# STATED PROBLEM:
Starting at the line that contains "Where can the tall" and continuing through the end of the listing, write those lines out again, requests included, with 31 added to every x and y coordinate in the answers.

# ENTRIES PROVIDED:
%%

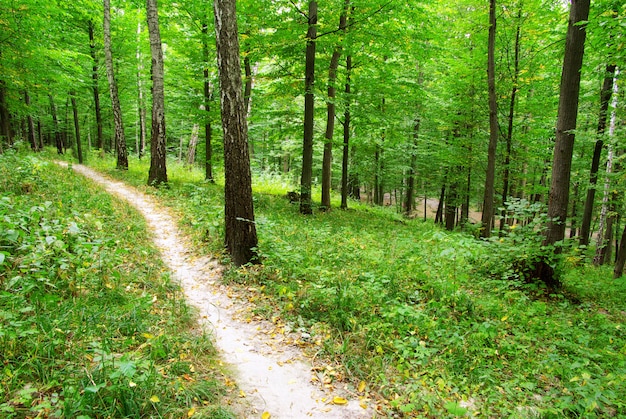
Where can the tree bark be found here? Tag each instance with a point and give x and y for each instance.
(79, 149)
(605, 98)
(488, 204)
(208, 169)
(566, 122)
(31, 124)
(158, 140)
(120, 138)
(240, 238)
(309, 111)
(95, 88)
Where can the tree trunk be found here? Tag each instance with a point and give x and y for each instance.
(58, 139)
(309, 110)
(158, 139)
(208, 175)
(79, 149)
(409, 202)
(346, 138)
(120, 138)
(31, 124)
(240, 228)
(566, 122)
(509, 132)
(488, 204)
(141, 103)
(95, 87)
(330, 114)
(605, 98)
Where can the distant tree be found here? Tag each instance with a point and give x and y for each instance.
(120, 138)
(240, 228)
(158, 139)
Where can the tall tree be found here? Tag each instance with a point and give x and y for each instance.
(120, 137)
(488, 204)
(240, 229)
(566, 121)
(605, 97)
(158, 139)
(95, 86)
(309, 112)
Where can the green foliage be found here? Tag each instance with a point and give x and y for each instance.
(415, 312)
(90, 324)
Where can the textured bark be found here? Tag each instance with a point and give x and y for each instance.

%%

# FINISHED EXERCISE:
Where can the tall tree be found here? Tag each instance with a point and give x and y for each instance.
(151, 168)
(519, 235)
(271, 260)
(597, 152)
(636, 128)
(189, 170)
(126, 117)
(340, 143)
Where can the green foliage be found here? Tag each instance with a point and give x and y for each instance.
(446, 343)
(121, 355)
Where can the textured bark be found here? Tag each instance with a point and give x and y for each instance.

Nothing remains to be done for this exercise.